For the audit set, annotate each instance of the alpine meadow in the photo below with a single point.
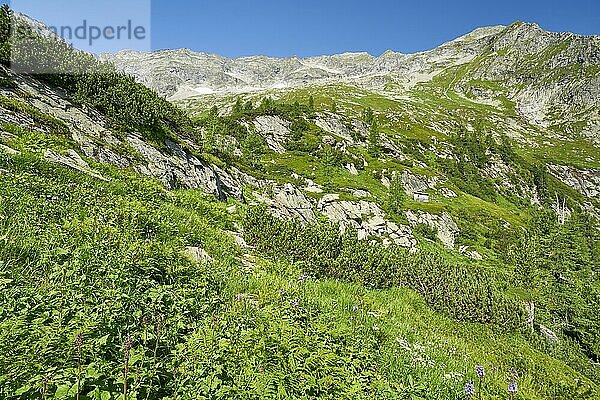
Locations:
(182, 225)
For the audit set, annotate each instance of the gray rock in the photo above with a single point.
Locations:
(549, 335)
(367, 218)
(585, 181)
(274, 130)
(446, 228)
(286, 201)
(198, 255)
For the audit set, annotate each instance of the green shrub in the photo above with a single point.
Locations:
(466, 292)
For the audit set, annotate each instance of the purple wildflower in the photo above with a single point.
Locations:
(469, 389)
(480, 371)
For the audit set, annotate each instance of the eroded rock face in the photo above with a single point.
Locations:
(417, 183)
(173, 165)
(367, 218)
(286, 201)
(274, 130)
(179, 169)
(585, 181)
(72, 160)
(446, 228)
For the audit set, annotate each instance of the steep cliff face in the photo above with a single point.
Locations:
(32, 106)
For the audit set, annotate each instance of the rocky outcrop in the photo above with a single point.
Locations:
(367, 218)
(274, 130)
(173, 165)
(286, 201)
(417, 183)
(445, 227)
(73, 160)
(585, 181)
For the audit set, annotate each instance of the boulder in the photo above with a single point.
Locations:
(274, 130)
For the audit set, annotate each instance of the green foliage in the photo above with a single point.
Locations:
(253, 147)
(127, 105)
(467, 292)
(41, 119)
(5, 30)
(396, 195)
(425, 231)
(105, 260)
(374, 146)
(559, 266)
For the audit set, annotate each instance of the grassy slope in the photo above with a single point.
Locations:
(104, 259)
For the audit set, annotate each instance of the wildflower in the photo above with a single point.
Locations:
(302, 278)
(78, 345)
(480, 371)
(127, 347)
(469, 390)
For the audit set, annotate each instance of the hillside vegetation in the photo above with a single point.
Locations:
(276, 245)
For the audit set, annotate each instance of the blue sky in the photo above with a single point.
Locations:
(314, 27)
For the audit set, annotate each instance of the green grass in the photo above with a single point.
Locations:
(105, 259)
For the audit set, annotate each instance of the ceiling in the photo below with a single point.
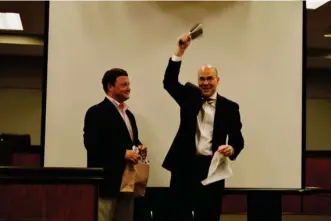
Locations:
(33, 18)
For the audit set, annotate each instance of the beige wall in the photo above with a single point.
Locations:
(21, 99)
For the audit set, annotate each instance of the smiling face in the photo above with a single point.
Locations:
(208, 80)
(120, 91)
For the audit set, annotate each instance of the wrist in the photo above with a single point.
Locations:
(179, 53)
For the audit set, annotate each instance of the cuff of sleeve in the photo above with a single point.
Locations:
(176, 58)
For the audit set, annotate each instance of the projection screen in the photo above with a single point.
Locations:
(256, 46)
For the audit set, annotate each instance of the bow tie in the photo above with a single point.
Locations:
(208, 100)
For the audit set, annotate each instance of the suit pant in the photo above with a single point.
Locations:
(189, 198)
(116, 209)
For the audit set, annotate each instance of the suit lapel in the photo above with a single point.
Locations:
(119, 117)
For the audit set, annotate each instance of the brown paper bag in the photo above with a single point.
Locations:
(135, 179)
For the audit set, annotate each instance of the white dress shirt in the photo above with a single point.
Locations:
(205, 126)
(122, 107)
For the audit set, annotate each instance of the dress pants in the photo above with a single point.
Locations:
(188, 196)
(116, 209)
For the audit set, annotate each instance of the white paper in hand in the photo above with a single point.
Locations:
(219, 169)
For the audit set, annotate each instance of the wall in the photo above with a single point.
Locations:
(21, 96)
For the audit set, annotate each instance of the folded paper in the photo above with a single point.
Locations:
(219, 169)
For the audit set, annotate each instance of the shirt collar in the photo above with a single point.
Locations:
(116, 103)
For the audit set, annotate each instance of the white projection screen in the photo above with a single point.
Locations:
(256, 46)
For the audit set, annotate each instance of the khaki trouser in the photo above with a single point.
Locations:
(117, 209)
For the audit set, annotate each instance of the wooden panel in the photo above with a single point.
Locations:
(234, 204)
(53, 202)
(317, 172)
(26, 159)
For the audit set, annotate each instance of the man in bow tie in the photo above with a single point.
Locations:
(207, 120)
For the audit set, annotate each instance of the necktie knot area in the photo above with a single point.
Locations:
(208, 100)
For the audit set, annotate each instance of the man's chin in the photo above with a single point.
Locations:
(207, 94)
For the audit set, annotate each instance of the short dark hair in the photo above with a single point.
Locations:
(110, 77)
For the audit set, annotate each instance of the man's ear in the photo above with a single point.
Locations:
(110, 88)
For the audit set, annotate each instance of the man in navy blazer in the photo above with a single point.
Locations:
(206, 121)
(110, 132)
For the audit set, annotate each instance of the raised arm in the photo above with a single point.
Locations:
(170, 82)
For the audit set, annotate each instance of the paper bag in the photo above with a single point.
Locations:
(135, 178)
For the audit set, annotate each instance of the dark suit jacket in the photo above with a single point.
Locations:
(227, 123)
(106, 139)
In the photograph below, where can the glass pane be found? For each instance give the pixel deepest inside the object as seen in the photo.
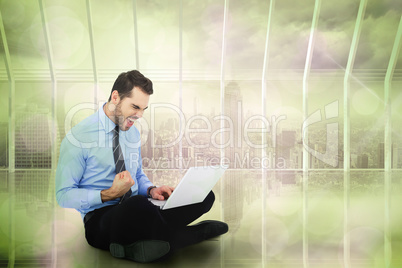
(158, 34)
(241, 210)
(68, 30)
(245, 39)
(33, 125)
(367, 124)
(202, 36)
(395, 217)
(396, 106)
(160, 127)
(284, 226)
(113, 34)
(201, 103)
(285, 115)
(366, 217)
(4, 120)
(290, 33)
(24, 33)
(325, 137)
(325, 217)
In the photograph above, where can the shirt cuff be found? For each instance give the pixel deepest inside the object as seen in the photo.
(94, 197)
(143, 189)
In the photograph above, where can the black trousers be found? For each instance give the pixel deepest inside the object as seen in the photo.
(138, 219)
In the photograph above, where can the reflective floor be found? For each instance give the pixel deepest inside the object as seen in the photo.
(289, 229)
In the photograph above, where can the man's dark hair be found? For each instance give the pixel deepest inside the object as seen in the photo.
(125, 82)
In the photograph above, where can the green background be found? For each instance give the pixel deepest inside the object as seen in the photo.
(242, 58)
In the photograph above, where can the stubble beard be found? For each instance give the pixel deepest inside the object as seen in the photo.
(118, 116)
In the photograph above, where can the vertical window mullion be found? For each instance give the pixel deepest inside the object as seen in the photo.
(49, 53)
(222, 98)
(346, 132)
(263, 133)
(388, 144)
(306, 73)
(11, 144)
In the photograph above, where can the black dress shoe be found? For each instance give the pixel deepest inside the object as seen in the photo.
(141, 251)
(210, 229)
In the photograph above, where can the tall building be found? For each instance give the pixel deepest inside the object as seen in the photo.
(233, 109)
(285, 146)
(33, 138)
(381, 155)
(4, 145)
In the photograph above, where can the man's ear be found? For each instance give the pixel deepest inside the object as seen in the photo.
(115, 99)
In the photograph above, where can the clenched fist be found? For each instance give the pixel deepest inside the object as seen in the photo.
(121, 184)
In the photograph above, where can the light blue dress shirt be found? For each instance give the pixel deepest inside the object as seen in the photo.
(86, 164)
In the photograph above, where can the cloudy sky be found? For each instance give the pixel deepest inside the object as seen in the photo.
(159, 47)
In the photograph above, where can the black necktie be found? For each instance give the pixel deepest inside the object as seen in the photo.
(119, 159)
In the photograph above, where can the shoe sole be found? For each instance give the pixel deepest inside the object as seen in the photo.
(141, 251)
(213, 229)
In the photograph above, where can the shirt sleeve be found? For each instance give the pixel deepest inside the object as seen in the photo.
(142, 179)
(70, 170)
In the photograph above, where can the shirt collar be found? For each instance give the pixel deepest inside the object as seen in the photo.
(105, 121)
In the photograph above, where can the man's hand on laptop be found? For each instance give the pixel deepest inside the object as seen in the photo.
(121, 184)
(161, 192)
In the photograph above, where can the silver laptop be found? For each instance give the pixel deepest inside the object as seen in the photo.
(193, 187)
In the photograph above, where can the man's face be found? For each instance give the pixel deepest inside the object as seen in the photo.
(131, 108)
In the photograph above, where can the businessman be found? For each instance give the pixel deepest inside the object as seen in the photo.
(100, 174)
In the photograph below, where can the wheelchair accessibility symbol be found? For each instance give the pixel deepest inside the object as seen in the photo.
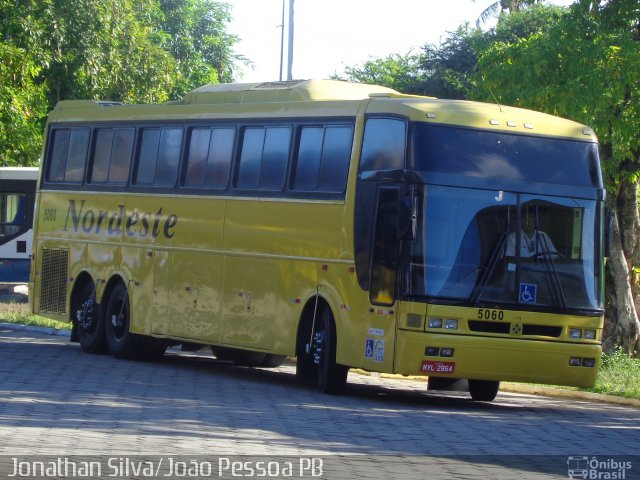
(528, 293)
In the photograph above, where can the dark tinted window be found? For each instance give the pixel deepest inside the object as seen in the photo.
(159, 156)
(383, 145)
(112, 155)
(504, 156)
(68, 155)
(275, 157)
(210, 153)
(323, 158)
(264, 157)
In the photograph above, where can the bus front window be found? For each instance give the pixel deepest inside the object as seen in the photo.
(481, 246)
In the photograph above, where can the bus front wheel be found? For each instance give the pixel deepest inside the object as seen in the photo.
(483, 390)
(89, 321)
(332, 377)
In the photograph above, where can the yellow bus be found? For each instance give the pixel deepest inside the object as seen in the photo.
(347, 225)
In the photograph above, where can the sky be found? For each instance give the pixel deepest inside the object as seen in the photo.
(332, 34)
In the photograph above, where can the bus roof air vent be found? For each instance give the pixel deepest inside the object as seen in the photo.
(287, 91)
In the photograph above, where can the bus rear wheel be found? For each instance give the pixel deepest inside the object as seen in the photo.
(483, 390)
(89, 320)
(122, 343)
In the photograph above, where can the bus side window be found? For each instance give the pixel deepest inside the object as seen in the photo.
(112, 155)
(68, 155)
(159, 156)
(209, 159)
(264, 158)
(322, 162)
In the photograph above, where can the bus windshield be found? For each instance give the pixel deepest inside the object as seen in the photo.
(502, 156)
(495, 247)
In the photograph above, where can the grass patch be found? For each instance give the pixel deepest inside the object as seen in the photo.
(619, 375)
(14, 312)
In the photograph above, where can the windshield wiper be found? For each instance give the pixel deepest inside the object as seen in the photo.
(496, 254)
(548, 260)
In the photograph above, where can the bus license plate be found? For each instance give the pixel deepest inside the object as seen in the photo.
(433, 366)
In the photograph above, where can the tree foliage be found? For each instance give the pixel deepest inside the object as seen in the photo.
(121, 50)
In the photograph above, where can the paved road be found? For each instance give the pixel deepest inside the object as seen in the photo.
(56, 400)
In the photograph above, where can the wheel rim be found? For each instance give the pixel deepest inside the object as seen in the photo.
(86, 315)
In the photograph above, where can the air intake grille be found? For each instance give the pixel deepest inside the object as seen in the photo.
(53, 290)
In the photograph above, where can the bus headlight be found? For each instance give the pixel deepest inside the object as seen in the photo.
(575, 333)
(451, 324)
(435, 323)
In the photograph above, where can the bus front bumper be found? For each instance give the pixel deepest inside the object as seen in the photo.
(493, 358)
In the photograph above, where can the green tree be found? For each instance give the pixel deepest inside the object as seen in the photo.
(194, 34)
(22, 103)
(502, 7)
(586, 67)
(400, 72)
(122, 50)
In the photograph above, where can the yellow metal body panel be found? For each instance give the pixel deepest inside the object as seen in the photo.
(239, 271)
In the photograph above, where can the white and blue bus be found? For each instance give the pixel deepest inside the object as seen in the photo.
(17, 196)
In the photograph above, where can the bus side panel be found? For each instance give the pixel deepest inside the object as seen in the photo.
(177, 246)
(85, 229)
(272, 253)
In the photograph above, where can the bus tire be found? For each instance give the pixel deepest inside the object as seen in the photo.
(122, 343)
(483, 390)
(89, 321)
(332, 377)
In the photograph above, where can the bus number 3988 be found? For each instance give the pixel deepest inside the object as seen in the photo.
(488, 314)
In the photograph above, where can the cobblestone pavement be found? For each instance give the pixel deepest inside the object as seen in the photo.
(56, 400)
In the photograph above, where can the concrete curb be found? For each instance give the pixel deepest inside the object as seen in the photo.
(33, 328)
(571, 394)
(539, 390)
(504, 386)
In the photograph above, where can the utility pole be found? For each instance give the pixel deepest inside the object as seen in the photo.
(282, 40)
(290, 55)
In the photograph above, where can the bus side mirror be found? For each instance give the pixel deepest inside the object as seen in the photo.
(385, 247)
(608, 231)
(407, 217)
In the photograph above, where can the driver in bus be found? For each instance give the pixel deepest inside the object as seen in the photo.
+ + + +
> To do
The expected answer is every line in the data above that carries the string "wildflower".

> Problem solution
For the audit set, annotate each instance of the purple wildflower in the photo above with a single point.
For the audit set, annotate each instance of the wildflower in the photo above with a single point.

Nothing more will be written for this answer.